======== Приведённый текст ========
Свою живописную роль играет и проступающая сквозь краски жёсткая металлическая текстура поверхности дна старого ведра (появился замысел, а другой основы у Дато под рукой не нашлось, – рассказывали родные). Чистый пейзаж – “Гамбори” – без людей и строений – редкость в творческом наследии Дато.
И здесь он не ограничивается решением чисто формальных задач (хотя надо отдать должное мастерству, с которым передано мерцание голубовато-зеленоватых тонов прозрачной акварельной дымки, мастерству ритмической организации пространства через чёткое чередование плоскостей), – достаточно задержаться у этой работы чуть подольше, и начинаешь испытывать сострадание к земле. Всего-то, казалось бы, горы… Овраги… Ничего не происходит перед нами. А внутри нас? Какие-то пласты переворачиваются в душе – художник сумел вызвать сочувствие к земле…
А как много мыслей рождают две его внешне неброские карандашные серии “Чинары” и “Ветви”! Тут и размышления о юности и старости, усталость и восторг, здесь любовь и ненависть, сострадание, потери близких, горе, одиночество… Всё это – о чинарах. И всё это – о людях. Ибо у Дато и люди, и животные, и растения – одушевлённые существа!
“Алазанская долина” тоже поначалу поражает прежде всего техническим совершенством: работа выполнена маслом, но столь тонко, прозрачно, что кажется акварелью, сделанной в солнечный день с натуры. Не видно с той точки, на которой находится и пишет художник и откуда приглашает нас взглянуть на долину, ни виноградников, ни людей, ни реки Алазани. Кажется, главный герой произведения – не сама долина, а воздух над ней, огромное пространство неба Грузии, уходящее за горизонт и продолжающееся далеко за гранью видимого. Необычайно хороша эта работа Дато! Трудно объяснить рождаемое ею ощущение возвышенности, духовности, чистоты. Просто долина, кстати, лишь угадываемая контурно в цветной утренней дымке. Просто пейзаж…
При самом первом, да ещё неподготовленном взгляде, – нечто вроде абстрактно решённой темы с многоголосием цветовых точек, коротких мазков, линий, плоскостей. Присмотревшись, видишь мастерски, с огромной любовью к родной земле сделанную работу. Но постоишь перед картиной подольше, и начинаешь, кажется, постигать загадку её очарования. Она словно бы написана с высоты птичьего полёта!
======== Выдержка из данных ========
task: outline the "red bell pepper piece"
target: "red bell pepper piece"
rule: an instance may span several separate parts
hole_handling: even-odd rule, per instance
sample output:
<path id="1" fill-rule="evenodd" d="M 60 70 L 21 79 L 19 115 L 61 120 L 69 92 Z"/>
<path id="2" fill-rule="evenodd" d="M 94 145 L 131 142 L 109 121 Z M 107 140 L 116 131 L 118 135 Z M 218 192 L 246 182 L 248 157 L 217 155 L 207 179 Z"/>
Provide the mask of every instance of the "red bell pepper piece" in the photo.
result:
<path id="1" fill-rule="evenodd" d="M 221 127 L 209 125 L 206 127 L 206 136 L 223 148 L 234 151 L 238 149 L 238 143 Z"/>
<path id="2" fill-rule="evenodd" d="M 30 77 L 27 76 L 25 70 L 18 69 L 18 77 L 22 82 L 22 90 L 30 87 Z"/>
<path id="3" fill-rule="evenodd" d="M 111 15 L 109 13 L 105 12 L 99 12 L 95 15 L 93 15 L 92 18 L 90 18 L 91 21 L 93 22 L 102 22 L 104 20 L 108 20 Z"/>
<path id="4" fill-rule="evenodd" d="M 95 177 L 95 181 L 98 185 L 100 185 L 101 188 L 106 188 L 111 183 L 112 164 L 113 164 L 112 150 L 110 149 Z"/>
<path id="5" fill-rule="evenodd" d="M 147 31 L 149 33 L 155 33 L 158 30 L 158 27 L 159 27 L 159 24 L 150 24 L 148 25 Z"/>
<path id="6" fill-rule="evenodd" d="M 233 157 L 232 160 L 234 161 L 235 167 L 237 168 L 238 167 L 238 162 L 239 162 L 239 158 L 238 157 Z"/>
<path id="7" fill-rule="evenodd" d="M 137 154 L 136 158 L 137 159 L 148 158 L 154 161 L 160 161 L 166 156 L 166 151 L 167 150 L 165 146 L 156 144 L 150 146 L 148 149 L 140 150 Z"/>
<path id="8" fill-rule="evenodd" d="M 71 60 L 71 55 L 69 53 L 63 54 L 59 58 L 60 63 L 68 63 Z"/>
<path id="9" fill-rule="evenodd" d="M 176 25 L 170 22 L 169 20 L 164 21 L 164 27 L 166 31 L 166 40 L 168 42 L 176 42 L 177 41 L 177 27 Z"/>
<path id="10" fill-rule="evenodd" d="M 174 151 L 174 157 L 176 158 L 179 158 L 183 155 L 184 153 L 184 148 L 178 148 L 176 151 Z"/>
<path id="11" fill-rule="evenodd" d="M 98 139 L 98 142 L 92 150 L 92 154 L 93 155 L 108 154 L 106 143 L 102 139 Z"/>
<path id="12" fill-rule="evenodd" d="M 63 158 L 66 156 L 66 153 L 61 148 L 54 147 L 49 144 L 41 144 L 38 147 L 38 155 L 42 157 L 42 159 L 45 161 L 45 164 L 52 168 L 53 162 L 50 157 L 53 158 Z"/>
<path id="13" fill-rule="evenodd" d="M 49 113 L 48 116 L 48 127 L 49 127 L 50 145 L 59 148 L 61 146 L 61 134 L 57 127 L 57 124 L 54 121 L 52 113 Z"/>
========
Продолжите текст о пейзажах Дато, начав сразу после его последнего предложения. Записи здесь никакой роли не играют.

_Результат задания_:
Бывает, что поэты, композиторы, художники видят “полётные” цветные сны. Ничего порочного или сверхъестественного тут нет. Просто люди творческие. Летают. (Летают во сне все люди, но – в детстве, пока растут). И видят природу, предметы с верхнего ракурса, с верхней точки. Это ведь так естественно, – взлететь и увидеть свою планету сверху. В жизни, это, увы, невозможно. Но ведь стоит закрыть глаза и…”Я лечу-у-у”.
В моём давнем стихотворении “Синие птицы” есть такая строфа:
Мы грустим, не умея взлететь в поднебесье.
Но не сами ли мир создаём из оков?
Ведь когда мы летим, мир прекрасен и весел!
Он цветной! Посмотрите его с облаков!
Да, Дато умел взлететь и увидеть мир сверху, прекрасным и печальным, близким и далёким. Чтобы написать “Алазанскую долину”, достаточно было на минуту взлететь. Чтобы создать “Дождливый день”, достаточно было на 15 минут остановиться.
Сам Дато, вспоминают родные, очень любил эту свою работу. Вставил её в рамку вместо висевшей на стене репродукции и заметил с улыбкой: “Уверяю вас, моя работа ценнее”. Он говорил о ней с некоторым даже удивлением: “Здесь ничего как-будто бы не нарисовано, но есть движение… Всё дышит”.
Он вынашивал эту работу давно, а написал действительно за несколько минут. Бабушка Оля, обожавшая Дато, как-то пожурила внука: мало рисуешь, ленишься… Дато улыбнулся и быстро написал эту весьма сложную по технике, внутреннему мелодическому ритму композицию. Сколько в ней намёком переданных характеристик людей – сразу видно, кто удачлив, кто потерян в этом грустном дождливом мире. Всё здесь движется, – и люди, и брички, и даже фонари!
Мокрая от дождя дорога делит лист бумаги надвое, акварельными прикосновеньями кисти лишь намечены – чёрные абрисы фонарей, фигуры случайных прохожих, сжавшихся под потоками дождя. Неуютность, неприкаянность, серость? Нет, тут иное: к дождю нужно философски относиться, как, впрочем, и вообще к жизненным трудностям, – словно говорит художник, – да и есть в непогоде своя строгая красота, своя эстетика.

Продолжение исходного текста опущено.